Task prompt |
Please return the listing below word for word, every line of it, but leave out the pictures.

Supplied entries |
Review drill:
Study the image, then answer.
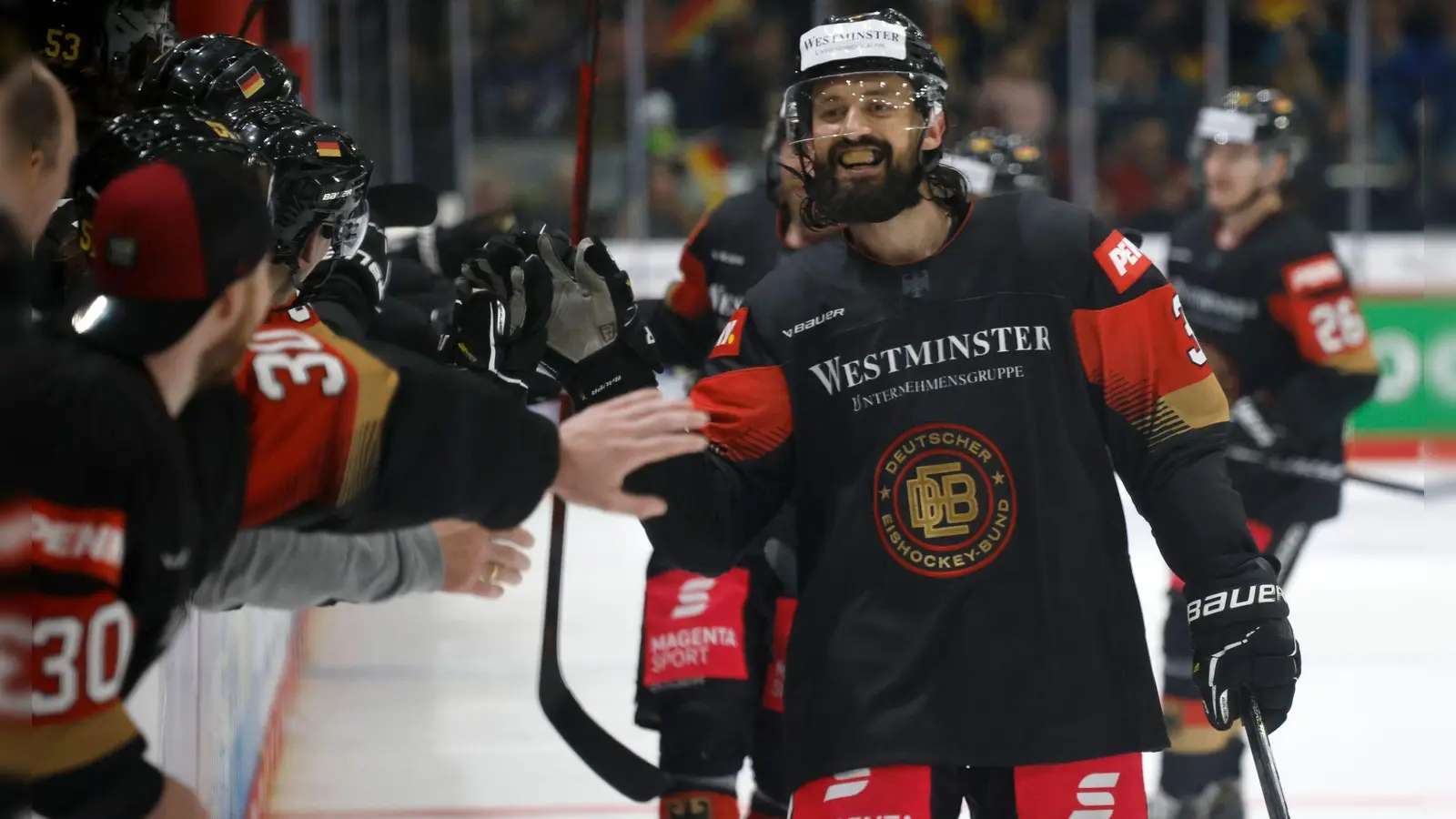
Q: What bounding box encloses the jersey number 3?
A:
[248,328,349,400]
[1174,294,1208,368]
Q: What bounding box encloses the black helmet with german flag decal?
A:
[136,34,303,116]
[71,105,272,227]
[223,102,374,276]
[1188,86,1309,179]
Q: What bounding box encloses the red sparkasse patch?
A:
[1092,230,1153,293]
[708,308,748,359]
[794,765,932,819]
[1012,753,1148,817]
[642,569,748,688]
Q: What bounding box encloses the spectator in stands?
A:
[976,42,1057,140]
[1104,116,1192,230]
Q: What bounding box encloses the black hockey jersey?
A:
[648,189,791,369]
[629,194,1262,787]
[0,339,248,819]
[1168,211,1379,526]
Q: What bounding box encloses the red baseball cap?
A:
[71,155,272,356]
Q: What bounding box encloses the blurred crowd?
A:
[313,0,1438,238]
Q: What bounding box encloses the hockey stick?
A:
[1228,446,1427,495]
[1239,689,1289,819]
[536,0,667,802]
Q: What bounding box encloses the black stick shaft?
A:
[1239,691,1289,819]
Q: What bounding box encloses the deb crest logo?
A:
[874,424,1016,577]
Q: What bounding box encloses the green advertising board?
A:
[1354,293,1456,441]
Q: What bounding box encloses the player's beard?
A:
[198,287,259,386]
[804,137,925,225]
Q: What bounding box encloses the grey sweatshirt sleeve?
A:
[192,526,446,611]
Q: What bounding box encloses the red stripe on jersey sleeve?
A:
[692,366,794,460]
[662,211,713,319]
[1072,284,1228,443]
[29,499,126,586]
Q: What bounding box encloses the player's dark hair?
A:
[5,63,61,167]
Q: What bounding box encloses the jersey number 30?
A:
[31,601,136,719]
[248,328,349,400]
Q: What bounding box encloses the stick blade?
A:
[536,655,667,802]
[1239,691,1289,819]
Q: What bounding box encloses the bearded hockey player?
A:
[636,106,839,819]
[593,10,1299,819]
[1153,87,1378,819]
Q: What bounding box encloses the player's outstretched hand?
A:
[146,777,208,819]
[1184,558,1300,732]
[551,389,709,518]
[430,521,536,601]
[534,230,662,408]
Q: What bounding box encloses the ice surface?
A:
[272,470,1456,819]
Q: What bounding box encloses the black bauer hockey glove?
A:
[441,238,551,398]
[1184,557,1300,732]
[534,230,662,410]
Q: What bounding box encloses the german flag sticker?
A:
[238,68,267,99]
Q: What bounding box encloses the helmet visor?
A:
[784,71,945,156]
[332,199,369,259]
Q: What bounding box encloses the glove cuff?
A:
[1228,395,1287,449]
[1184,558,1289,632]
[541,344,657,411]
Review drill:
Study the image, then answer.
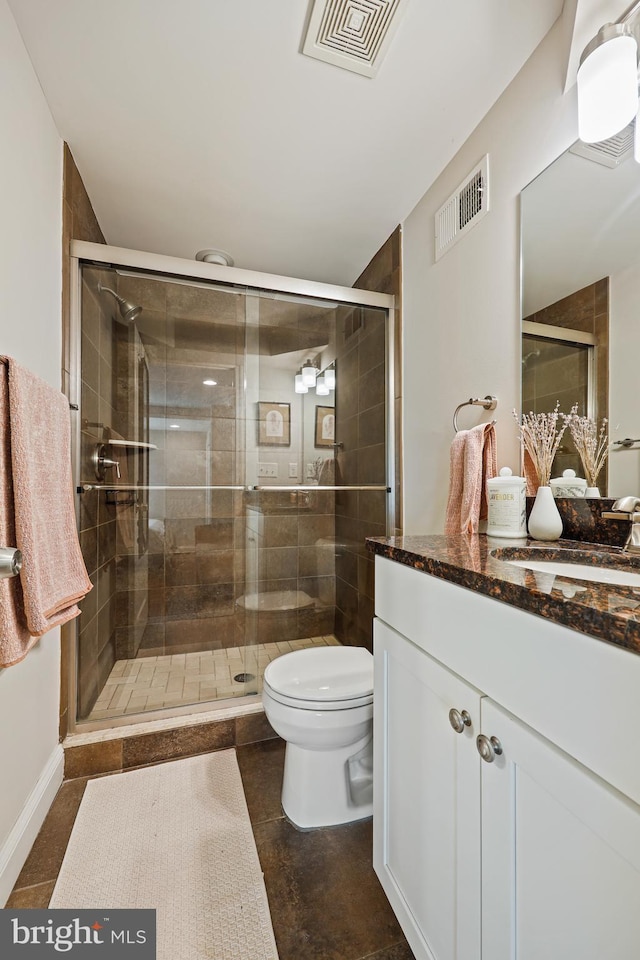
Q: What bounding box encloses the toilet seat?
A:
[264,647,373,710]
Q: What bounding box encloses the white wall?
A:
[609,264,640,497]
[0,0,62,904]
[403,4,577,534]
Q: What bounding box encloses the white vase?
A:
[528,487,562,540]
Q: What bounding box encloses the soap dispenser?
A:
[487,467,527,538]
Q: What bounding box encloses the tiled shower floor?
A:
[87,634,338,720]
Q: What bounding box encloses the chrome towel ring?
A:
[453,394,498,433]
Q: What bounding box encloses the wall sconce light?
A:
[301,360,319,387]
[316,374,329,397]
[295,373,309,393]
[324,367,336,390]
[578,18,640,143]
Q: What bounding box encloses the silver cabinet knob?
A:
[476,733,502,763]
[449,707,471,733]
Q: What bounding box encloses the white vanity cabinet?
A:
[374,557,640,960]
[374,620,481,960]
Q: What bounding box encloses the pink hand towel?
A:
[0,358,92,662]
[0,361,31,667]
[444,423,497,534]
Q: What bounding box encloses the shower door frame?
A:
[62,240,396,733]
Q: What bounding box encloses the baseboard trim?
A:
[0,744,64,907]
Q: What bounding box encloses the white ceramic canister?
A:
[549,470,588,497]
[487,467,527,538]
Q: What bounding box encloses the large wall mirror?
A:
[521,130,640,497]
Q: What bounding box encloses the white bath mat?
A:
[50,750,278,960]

Solution below |
Review drill:
Study the image, then answer.
Q: What bounding box encloses the jersey number 3?
A:
[248,328,349,400]
[1174,294,1208,368]
Q: What bounding box encloses the black helmet with german flag decal?
A:
[136,34,303,116]
[71,105,272,227]
[223,102,374,276]
[1188,86,1309,179]
Q: What bounding box encloses the red sparkasse patch?
A:
[1092,230,1153,293]
[708,308,748,359]
[794,765,932,819]
[1012,753,1148,817]
[642,569,748,688]
Q: What bounding box encloses the spectator in stands?
A:
[976,42,1057,140]
[1104,116,1192,230]
Q: What bounding box encloses the black hockey jersey?
A:
[648,189,791,369]
[629,194,1262,787]
[0,339,248,819]
[1168,211,1379,526]
Q: What bounding box encloses the red baseball cap?
A:
[71,155,272,356]
Q: What bounding box encloses the blurred crowd?
A:
[313,0,1438,238]
Q: What bounding box encloses the hockey stick?
A:
[1228,446,1427,495]
[1239,689,1289,819]
[536,0,667,802]
Q: What bounding box encloses the black stick shaft?
A:
[1239,691,1289,819]
Q: What bounding box encloses the deb crest logo?
A:
[874,424,1016,577]
Q: What bounding box encloses the green advertising board?
A:
[1354,293,1456,441]
Q: What bounding box encloses the player's beard?
A:
[198,287,259,386]
[804,137,925,225]
Q: What bounding box encloses the grey sweatshirt sleeve?
A:
[192,526,446,611]
Q: What bounding box encloses the red stripe on jersey sleeve?
A:
[692,366,794,460]
[662,211,713,319]
[1072,284,1228,443]
[29,499,126,586]
Q: What bounding box encloses the player's dark hair?
A:
[5,63,61,167]
Q: What bounding box encloses the jersey number 30?
A:
[31,601,136,719]
[248,328,349,400]
Q: What bounding box encloses the stick blade?
A:
[536,655,667,802]
[1239,691,1289,819]
Q: What bounding box encloses the bearded hockey player?
A:
[636,106,839,819]
[593,10,1299,819]
[1153,87,1378,819]
Q: What bounding box encloses the player's outstretched hand?
A:
[146,777,208,819]
[1184,558,1300,732]
[551,389,709,518]
[430,521,536,601]
[534,230,662,408]
Q: What bounding box encloses the ice surface?
A:
[272,470,1456,819]
Q: What bounding box encloses the black bauer hockey glove?
A:
[441,238,551,398]
[1184,557,1300,732]
[534,230,662,410]
Q: What bounding box encloses the german flag sticker?
A:
[238,68,267,99]
Q: What bounding box encloses the helmet visor?
A:
[784,71,945,156]
[332,199,369,259]
Q: What bounding box encloses the glove cuff?
A:
[1228,395,1287,449]
[1184,558,1289,632]
[541,344,657,411]
Review drill:
Study the image, then answer.
Q: What bounding box encloses the toilet seat?
A:
[264,647,373,710]
Q: What bounding box encloses the white wall?
A:
[609,264,640,497]
[0,0,62,904]
[403,4,577,534]
Q: What bounding box encloses the white vase?
A:
[528,487,562,540]
Q: What bounding box encloses the soap dispenser?
A:
[487,467,527,538]
Q: What bounding box encloses the tiled shower floor?
A:
[87,634,338,720]
Q: What bounding box encloses the chrome towel ring?
A:
[453,394,498,433]
Q: What bounding box encloses the wall sconce light?
A:
[301,360,319,387]
[316,374,329,397]
[295,373,309,393]
[324,367,336,390]
[578,18,640,143]
Q: What bounding box encloses the silver cabinet knob?
A:
[476,733,502,763]
[449,707,471,733]
Q: What bounding box encloses the white vanity cabinet?
A:
[374,557,640,960]
[374,620,481,960]
Q: What bounding box encloses the pink hand towel?
A:
[0,358,92,662]
[0,361,31,667]
[444,423,497,534]
Q: What bounding box encloses the shower door frame?
A:
[62,240,396,733]
Q: What bounding box encloses the baseboard trim?
A:
[0,744,64,907]
Q: What bounding box encloses the white ceramic canister?
A:
[549,470,588,497]
[487,467,527,538]
Q: What bounding box encloses the large wall mirror?
A:
[521,130,640,497]
Q: What bounding box encloses the white bath mat?
A:
[50,750,278,960]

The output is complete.